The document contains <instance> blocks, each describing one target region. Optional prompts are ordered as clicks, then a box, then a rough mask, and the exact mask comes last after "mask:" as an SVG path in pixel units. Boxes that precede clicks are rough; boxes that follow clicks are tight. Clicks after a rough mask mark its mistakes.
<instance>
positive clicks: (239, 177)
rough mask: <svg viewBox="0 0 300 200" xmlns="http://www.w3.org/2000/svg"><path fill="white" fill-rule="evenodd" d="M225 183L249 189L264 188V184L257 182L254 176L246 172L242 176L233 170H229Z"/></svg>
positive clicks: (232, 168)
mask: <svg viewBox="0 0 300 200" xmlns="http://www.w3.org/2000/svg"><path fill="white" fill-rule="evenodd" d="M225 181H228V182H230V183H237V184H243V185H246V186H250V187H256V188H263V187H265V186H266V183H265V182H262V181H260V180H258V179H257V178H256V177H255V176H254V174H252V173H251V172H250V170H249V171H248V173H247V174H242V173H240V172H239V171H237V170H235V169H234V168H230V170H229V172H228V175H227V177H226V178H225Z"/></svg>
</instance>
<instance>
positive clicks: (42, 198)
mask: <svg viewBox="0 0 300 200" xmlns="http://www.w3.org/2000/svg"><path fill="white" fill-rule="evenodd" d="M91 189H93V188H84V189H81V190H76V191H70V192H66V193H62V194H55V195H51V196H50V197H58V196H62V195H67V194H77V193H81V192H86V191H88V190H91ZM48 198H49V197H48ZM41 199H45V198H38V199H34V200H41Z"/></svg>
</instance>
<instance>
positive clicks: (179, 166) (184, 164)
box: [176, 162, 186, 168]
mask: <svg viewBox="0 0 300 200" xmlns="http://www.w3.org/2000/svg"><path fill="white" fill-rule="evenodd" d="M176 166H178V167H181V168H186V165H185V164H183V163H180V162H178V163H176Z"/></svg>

**TASK BRIEF**
Could you transcribe every entry exactly, without altering anything?

**ANSWER BOX**
The document contains <instance> blocks, each describing one target region. Optional prompts are ordered as clicks, then a box, then a rough mask, and the exact mask comes last after "mask:" as an SVG path in pixel units. Boxes that precede clicks are rough; boxes that follow clicks are tight. Clicks after a rough mask mark its mistakes.
<instance>
positive clicks: (239, 177)
rough mask: <svg viewBox="0 0 300 200" xmlns="http://www.w3.org/2000/svg"><path fill="white" fill-rule="evenodd" d="M225 183L249 189L264 188V184L257 182L254 176L246 172L242 176L233 170H229Z"/></svg>
positive clicks: (232, 168)
mask: <svg viewBox="0 0 300 200" xmlns="http://www.w3.org/2000/svg"><path fill="white" fill-rule="evenodd" d="M225 181H228V182H230V183H237V184H243V185H246V186H250V187H256V188H263V187H265V186H266V183H265V182H262V181H260V180H258V179H257V178H256V177H255V176H254V174H252V173H251V172H250V170H249V171H248V173H247V174H242V173H240V172H239V171H237V170H235V169H234V168H230V170H229V172H228V175H227V177H226V178H225Z"/></svg>
</instance>
<instance>
positive clicks: (42, 198)
mask: <svg viewBox="0 0 300 200" xmlns="http://www.w3.org/2000/svg"><path fill="white" fill-rule="evenodd" d="M91 189H93V188H84V189H81V190H76V191H70V192H66V193H62V194H55V195H51V196H50V197H58V196H62V195H67V194H77V193H81V192H86V191H88V190H91ZM48 198H49V197H48ZM41 199H45V198H38V199H34V200H41Z"/></svg>
</instance>
<instance>
positive clicks: (179, 166) (184, 164)
box: [176, 162, 186, 168]
mask: <svg viewBox="0 0 300 200" xmlns="http://www.w3.org/2000/svg"><path fill="white" fill-rule="evenodd" d="M176 166H178V167H181V168H186V165H185V164H183V163H180V162H178V163H176Z"/></svg>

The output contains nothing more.